Exercise: Put the material from its first line through the line containing "44), (145, 61)]" into a numbered list, one line per item. Include nothing after that line and leave out blank lines.

◇ ◇ ◇ ◇ ◇ ◇ ◇

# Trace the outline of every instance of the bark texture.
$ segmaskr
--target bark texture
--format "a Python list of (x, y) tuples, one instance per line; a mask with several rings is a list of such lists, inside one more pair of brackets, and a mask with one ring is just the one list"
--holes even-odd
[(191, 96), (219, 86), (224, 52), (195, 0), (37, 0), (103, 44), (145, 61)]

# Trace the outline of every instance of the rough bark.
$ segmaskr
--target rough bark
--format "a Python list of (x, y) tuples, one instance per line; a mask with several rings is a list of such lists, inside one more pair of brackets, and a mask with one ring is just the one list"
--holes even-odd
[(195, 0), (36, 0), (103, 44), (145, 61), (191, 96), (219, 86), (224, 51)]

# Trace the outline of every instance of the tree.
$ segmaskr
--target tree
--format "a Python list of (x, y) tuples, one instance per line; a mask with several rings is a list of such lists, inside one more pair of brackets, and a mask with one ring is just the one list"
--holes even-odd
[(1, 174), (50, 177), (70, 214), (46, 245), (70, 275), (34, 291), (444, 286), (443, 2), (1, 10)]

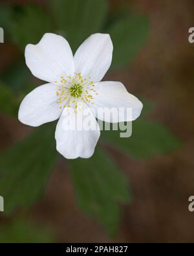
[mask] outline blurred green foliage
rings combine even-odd
[[[0,111],[6,114],[17,116],[19,99],[35,84],[25,65],[23,51],[27,43],[37,43],[45,32],[64,36],[74,52],[91,34],[109,33],[114,45],[114,69],[131,62],[147,38],[146,17],[126,10],[124,17],[115,15],[109,12],[106,0],[50,0],[48,3],[47,10],[35,5],[1,5],[1,27],[8,35],[7,39],[20,51],[18,60],[1,74]],[[152,108],[152,104],[146,104],[144,113]],[[30,207],[44,192],[58,156],[54,127],[55,123],[36,128],[1,154],[0,194],[6,198],[5,215],[18,207]],[[133,128],[130,138],[120,138],[119,132],[109,131],[102,132],[102,140],[136,158],[166,154],[180,146],[178,140],[166,127],[142,117],[134,122]],[[87,215],[98,218],[109,234],[115,233],[119,225],[120,205],[130,202],[131,193],[114,161],[99,146],[89,159],[78,159],[68,161],[68,163],[80,207]],[[21,227],[23,233],[28,233],[28,227],[22,227],[22,223],[16,225]],[[17,232],[12,233],[13,240],[14,236],[19,239],[22,237]],[[34,233],[28,233],[31,232]],[[5,235],[3,237],[6,240]],[[3,239],[0,237],[0,240]],[[39,237],[34,240],[39,241]]]
[[[57,30],[70,43],[73,52],[91,34],[103,32],[107,16],[104,0],[50,0]]]
[[[23,218],[13,220],[1,226],[0,243],[2,242],[54,242],[53,231]]]
[[[94,215],[110,235],[114,234],[119,222],[118,204],[129,202],[130,193],[114,159],[96,148],[90,159],[68,163],[79,205],[87,215]]]
[[[56,162],[54,124],[36,129],[0,156],[0,191],[6,215],[42,195]]]

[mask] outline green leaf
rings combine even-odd
[[[92,157],[68,163],[80,207],[113,235],[119,223],[119,204],[130,200],[125,178],[113,159],[98,148]]]
[[[107,11],[106,0],[51,0],[58,30],[74,51],[91,34],[99,32]]]
[[[112,68],[120,68],[129,64],[144,46],[149,31],[146,17],[130,15],[108,29],[113,45]]]
[[[8,5],[1,3],[0,27],[3,29],[5,38],[10,35],[12,24],[12,9]]]
[[[150,121],[133,122],[131,137],[120,137],[120,131],[102,131],[103,141],[136,158],[165,154],[178,149],[181,143],[165,126]]]
[[[37,43],[43,35],[52,30],[48,14],[36,6],[24,6],[15,14],[12,40],[24,51],[28,43]]]
[[[56,163],[54,127],[36,128],[0,157],[0,192],[5,215],[16,207],[30,207],[44,192]]]
[[[0,243],[2,242],[53,242],[51,230],[28,220],[19,219],[1,225]]]
[[[19,60],[13,63],[9,68],[1,75],[1,80],[12,90],[23,96],[34,89],[35,82],[33,76],[26,65],[24,60]]]
[[[16,116],[19,102],[10,88],[0,82],[0,111]]]

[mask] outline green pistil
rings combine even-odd
[[[79,84],[75,84],[69,89],[69,91],[70,96],[80,98],[83,92],[83,87]]]

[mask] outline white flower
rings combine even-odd
[[[64,129],[63,121],[69,108],[74,110],[70,111],[73,119],[81,104],[90,111],[92,122],[98,127],[96,117],[107,122],[131,121],[141,113],[142,104],[122,83],[100,82],[111,65],[113,50],[110,36],[104,34],[91,35],[74,56],[67,41],[54,34],[45,34],[37,45],[26,47],[27,66],[35,76],[48,84],[25,97],[19,108],[19,120],[38,126],[59,119],[55,134],[56,148],[66,158],[90,157],[100,134],[100,129]],[[107,120],[103,115],[97,115],[101,107],[131,108],[132,117],[126,120],[124,113]]]

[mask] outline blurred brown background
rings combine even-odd
[[[41,0],[6,2],[47,4]],[[113,10],[124,3],[149,17],[149,38],[135,62],[122,71],[109,73],[105,78],[120,80],[131,93],[154,102],[151,117],[169,127],[184,146],[167,156],[145,161],[111,151],[128,177],[133,194],[132,204],[122,207],[122,224],[113,239],[76,206],[62,158],[43,198],[28,215],[38,223],[54,227],[59,242],[193,242],[194,213],[188,211],[188,198],[194,194],[194,44],[188,38],[189,28],[194,27],[194,3],[110,0]],[[17,52],[6,43],[0,50],[1,60],[5,60],[0,68],[3,69]],[[29,130],[3,114],[0,122],[1,149]]]

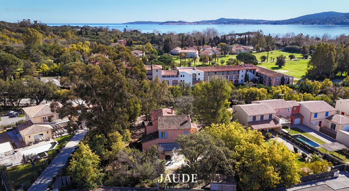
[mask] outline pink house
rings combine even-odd
[[[179,135],[196,131],[196,125],[191,122],[189,115],[175,115],[172,108],[155,109],[151,114],[151,121],[144,122],[146,134],[141,142],[143,150],[146,151],[152,145],[157,145],[162,150],[160,158],[171,160],[172,151],[179,149],[174,139]]]

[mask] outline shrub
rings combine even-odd
[[[273,135],[270,133],[270,132],[267,132],[267,133],[265,133],[265,138],[267,139],[270,139],[273,136]]]
[[[293,146],[293,150],[295,151],[295,153],[298,153],[298,148],[296,146]]]

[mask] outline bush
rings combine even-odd
[[[300,52],[300,46],[287,46],[285,47],[285,50],[291,52]]]
[[[298,153],[298,148],[296,146],[293,146],[293,150],[295,151],[295,153]]]
[[[273,136],[273,135],[270,133],[270,132],[267,132],[267,133],[265,133],[265,138],[267,139],[270,139]]]

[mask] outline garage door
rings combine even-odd
[[[299,124],[300,123],[300,118],[295,119],[295,124]]]
[[[349,131],[349,125],[346,125],[344,126],[344,131]]]

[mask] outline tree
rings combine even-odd
[[[159,108],[160,105],[167,99],[166,93],[169,85],[165,80],[161,82],[156,78],[147,82],[144,86],[144,94],[141,97],[142,113],[146,115],[148,121],[150,120],[150,112]]]
[[[25,33],[22,36],[22,39],[25,45],[41,44],[42,34],[32,28],[26,28]]]
[[[39,156],[36,153],[23,154],[21,162],[22,164],[31,164],[31,169],[35,169],[35,162],[39,160]]]
[[[239,53],[236,55],[236,59],[243,62],[244,64],[253,64],[255,65],[258,63],[255,56],[247,52]]]
[[[281,82],[280,82],[280,85],[283,85],[285,84],[285,77],[282,76],[281,78]]]
[[[224,56],[227,54],[229,54],[229,53],[231,51],[231,47],[230,47],[229,45],[225,43],[221,47],[221,51],[224,53]]]
[[[290,54],[288,55],[288,58],[290,58],[290,60],[292,60],[296,58],[296,56],[294,54]]]
[[[280,67],[281,67],[283,66],[284,66],[286,63],[286,56],[283,54],[281,54],[276,57],[276,62],[275,63],[275,65],[278,66]]]
[[[82,142],[72,154],[67,170],[78,189],[90,190],[101,184],[102,174],[99,169],[100,159],[88,145]]]
[[[314,78],[328,77],[331,69],[335,70],[336,67],[335,62],[336,53],[334,44],[319,43],[308,63],[307,74]]]
[[[2,70],[2,79],[5,82],[13,72],[22,65],[21,59],[14,55],[5,53],[0,53],[0,70]]]
[[[199,121],[207,124],[229,121],[231,114],[227,109],[231,91],[226,80],[217,78],[196,85],[192,94]]]
[[[233,175],[232,152],[219,139],[214,139],[207,132],[202,130],[179,135],[174,140],[179,153],[188,160],[188,165],[181,168],[185,174],[198,175],[199,179],[209,180],[210,175],[227,174]]]
[[[179,67],[182,66],[182,58],[183,58],[183,53],[180,52],[178,54],[178,55],[179,56]]]

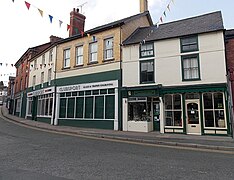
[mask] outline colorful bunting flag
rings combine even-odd
[[[61,28],[63,21],[59,20],[59,27]]]
[[[50,18],[50,23],[52,23],[52,21],[53,21],[53,16],[49,15],[49,18]]]
[[[41,17],[43,17],[43,11],[38,8],[39,13],[41,14]]]
[[[29,10],[29,8],[30,8],[31,4],[30,4],[30,3],[28,3],[27,1],[24,1],[24,2],[25,2],[25,5],[27,6],[27,8],[28,8],[28,10]]]

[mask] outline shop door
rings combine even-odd
[[[199,100],[186,101],[186,124],[187,134],[201,134]]]
[[[154,131],[160,131],[160,105],[159,105],[159,102],[153,102],[153,122],[154,122]]]
[[[32,102],[32,120],[36,121],[37,120],[37,102],[38,98],[33,97],[33,102]]]

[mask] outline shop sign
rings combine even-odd
[[[57,88],[59,93],[62,92],[74,92],[74,91],[85,91],[94,89],[108,89],[118,87],[118,81],[104,81],[98,83],[88,83],[88,84],[76,84],[70,86],[61,86]]]
[[[47,88],[47,89],[41,89],[37,91],[33,91],[27,94],[27,97],[32,97],[32,96],[40,96],[44,94],[50,94],[54,92],[54,87],[52,88]]]

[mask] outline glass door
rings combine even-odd
[[[187,134],[201,134],[199,100],[186,100]]]

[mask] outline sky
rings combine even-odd
[[[13,2],[14,1],[14,2]],[[73,8],[82,6],[85,30],[139,13],[139,0],[24,0],[0,1],[0,81],[15,75],[11,64],[30,48],[49,42],[51,35],[68,37]],[[174,3],[173,3],[174,2]],[[233,0],[148,0],[154,24],[221,11],[226,29],[234,29]],[[169,5],[169,9],[167,6]],[[38,9],[43,11],[43,17]],[[165,14],[164,14],[165,11]],[[49,15],[53,16],[52,23]],[[166,15],[166,16],[165,16]],[[59,20],[63,21],[61,27]],[[2,63],[2,64],[1,64]]]

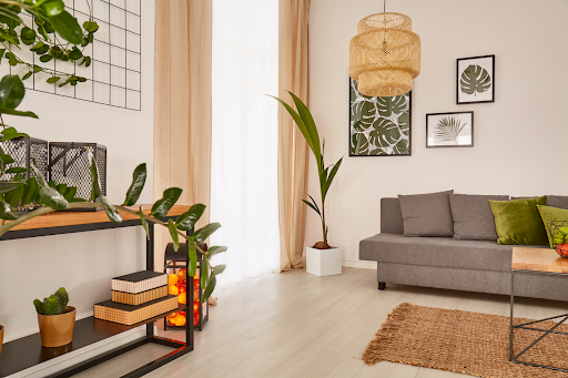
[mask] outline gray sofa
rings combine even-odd
[[[510,294],[511,245],[452,237],[408,237],[403,235],[403,231],[398,198],[382,198],[381,234],[359,243],[359,258],[377,262],[379,289],[385,289],[386,283],[393,283]],[[568,300],[568,278],[517,275],[515,294]]]

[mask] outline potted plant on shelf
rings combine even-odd
[[[314,153],[317,162],[317,176],[320,177],[320,193],[322,196],[321,207],[317,206],[315,200],[308,195],[310,201],[302,200],[307,206],[320,215],[322,219],[323,242],[317,242],[313,247],[306,247],[306,272],[316,276],[331,276],[342,273],[342,249],[332,247],[327,243],[328,227],[325,223],[325,197],[327,191],[332,185],[339,166],[342,165],[343,157],[337,163],[325,166],[324,164],[324,145],[320,146],[320,135],[315,125],[312,113],[307,106],[294,93],[290,92],[297,112],[283,100],[276,99],[290,113],[296,125],[298,126],[302,135],[304,135],[310,150]],[[320,210],[321,208],[321,210]]]
[[[62,347],[73,341],[77,310],[68,306],[69,295],[61,287],[43,302],[36,299],[41,345],[48,348]]]

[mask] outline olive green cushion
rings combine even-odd
[[[554,235],[551,235],[549,222],[566,221],[568,223],[568,210],[541,205],[537,205],[537,208],[540,213],[540,217],[542,218],[542,223],[545,224],[546,234],[548,236],[548,244],[550,244],[550,248],[554,248]]]
[[[548,236],[537,205],[546,205],[546,195],[537,198],[489,200],[498,244],[547,245]]]

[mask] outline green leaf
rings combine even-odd
[[[172,206],[178,202],[182,195],[182,190],[179,187],[170,187],[164,191],[161,200],[158,200],[152,206],[150,214],[156,218],[163,218],[168,215]]]
[[[53,59],[53,57],[51,57],[49,54],[44,54],[44,55],[40,57],[40,61],[43,62],[43,63],[47,63],[47,62],[49,62],[52,59]]]
[[[193,238],[195,239],[195,243],[203,243],[207,237],[211,236],[215,231],[217,231],[221,227],[220,223],[210,223],[205,227],[197,229],[193,234]]]
[[[6,75],[0,80],[0,108],[18,108],[24,94],[26,88],[17,74]]]
[[[195,239],[190,236],[187,237],[187,254],[190,257],[190,266],[187,274],[192,277],[195,276],[195,272],[197,272],[197,249],[195,248]]]
[[[109,202],[109,198],[106,198],[104,195],[101,195],[100,198],[102,208],[104,208],[109,219],[111,219],[112,223],[122,223],[122,216],[120,216],[116,208]]]
[[[148,229],[148,222],[146,216],[144,215],[144,208],[140,206],[140,211],[138,212],[140,215],[140,222],[142,223],[142,227],[144,227],[144,231],[146,232],[146,237],[150,241],[150,229]]]
[[[40,201],[42,204],[57,211],[65,210],[69,206],[69,202],[65,197],[50,186],[43,186],[40,188]]]
[[[217,275],[222,274],[223,272],[225,272],[225,268],[226,268],[226,265],[224,265],[224,264],[221,264],[221,265],[214,266],[214,267],[213,267],[213,274],[214,274],[215,276],[217,276]]]
[[[73,18],[69,12],[62,11],[57,16],[49,17],[49,21],[53,29],[67,41],[73,44],[83,43],[83,31],[77,22],[77,19]]]
[[[191,206],[189,211],[186,211],[185,213],[180,215],[178,219],[175,219],[178,229],[190,231],[203,215],[205,207],[206,206],[203,204],[195,204]]]
[[[6,170],[6,173],[26,173],[28,168],[22,166],[12,166],[11,168]]]
[[[173,251],[178,252],[180,249],[180,235],[178,235],[178,228],[175,228],[175,223],[172,219],[168,219],[168,229],[170,229],[170,235],[173,241]]]
[[[205,292],[203,293],[203,296],[201,297],[201,302],[205,303],[209,297],[213,294],[213,290],[215,289],[215,285],[217,284],[217,279],[215,278],[215,274],[211,274],[211,277],[209,278],[207,286],[205,287]]]
[[[3,201],[0,201],[0,219],[14,221],[20,216],[12,212],[10,205]]]
[[[102,194],[101,183],[99,182],[99,168],[97,167],[97,162],[94,161],[94,156],[92,153],[89,153],[89,159],[91,160],[91,201],[99,198]]]
[[[26,187],[23,190],[22,205],[29,205],[38,200],[40,194],[40,186],[36,177],[30,177],[26,181]]]
[[[126,198],[124,200],[123,206],[132,206],[138,202],[138,200],[140,198],[140,194],[144,188],[146,175],[148,173],[145,163],[136,166],[134,173],[132,174],[132,184],[130,185],[129,191],[126,192]]]
[[[471,64],[459,76],[459,89],[466,94],[483,93],[491,88],[491,76],[486,69]]]
[[[226,252],[226,247],[220,247],[220,246],[212,246],[207,249],[207,256],[211,258],[215,256],[216,254]]]

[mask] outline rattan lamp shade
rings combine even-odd
[[[371,14],[357,24],[349,44],[349,76],[361,93],[393,96],[413,89],[420,73],[420,38],[400,13]]]

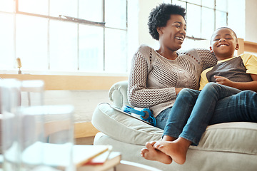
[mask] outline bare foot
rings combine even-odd
[[[164,164],[171,164],[172,159],[161,151],[153,148],[153,145],[156,142],[147,142],[146,148],[143,148],[141,151],[141,156],[146,160],[158,161]]]
[[[183,165],[191,144],[191,141],[178,138],[174,141],[157,141],[153,147],[169,155],[176,163]]]

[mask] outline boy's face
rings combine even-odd
[[[218,58],[225,59],[233,57],[235,49],[238,49],[238,43],[233,31],[223,28],[213,33],[210,50],[214,52]]]

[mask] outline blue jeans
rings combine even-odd
[[[178,93],[163,135],[197,145],[208,125],[240,121],[257,123],[257,93],[209,83],[201,91],[183,88]]]

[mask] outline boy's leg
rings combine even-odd
[[[169,113],[163,138],[178,138],[186,124],[200,91],[189,88],[182,89],[178,94]]]
[[[257,93],[243,90],[217,103],[209,125],[229,122],[257,123]]]
[[[240,90],[209,83],[200,93],[188,123],[179,135],[197,145],[213,115],[218,100],[241,92]]]

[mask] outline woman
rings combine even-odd
[[[229,28],[218,28],[211,42],[210,48],[218,64],[201,73],[201,86],[203,87],[208,81],[216,83],[206,84],[201,92],[184,88],[179,93],[162,140],[147,142],[146,149],[141,150],[146,159],[166,164],[173,160],[183,164],[189,146],[198,144],[208,125],[257,123],[256,56],[248,53],[233,56],[238,43],[236,33]]]
[[[185,9],[176,5],[162,4],[153,9],[148,25],[160,48],[155,51],[142,45],[132,61],[128,101],[138,108],[150,108],[161,129],[178,92],[183,88],[198,90],[203,69],[216,63],[208,50],[177,51],[186,38],[185,15]]]

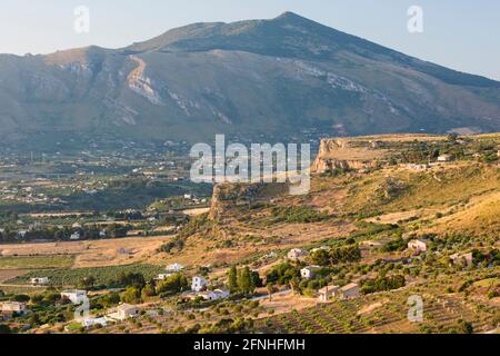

◇ ◇ ◇ ◇ ◇ ◇ ◇

Result for this task:
1. # Trace the outline of every instance of the bark texture.
2. $ segmaskr
3. --target bark texture
4. --format "a Python list of (x, y) tuples, one instance per line; a mask with several rings is a list of such lists, inside one more pair of brackets, and a mask with one ring is just the one list"
5. --holes even-odd
6. [(191, 96), (219, 86), (224, 52), (195, 0), (37, 0), (103, 44), (145, 61)]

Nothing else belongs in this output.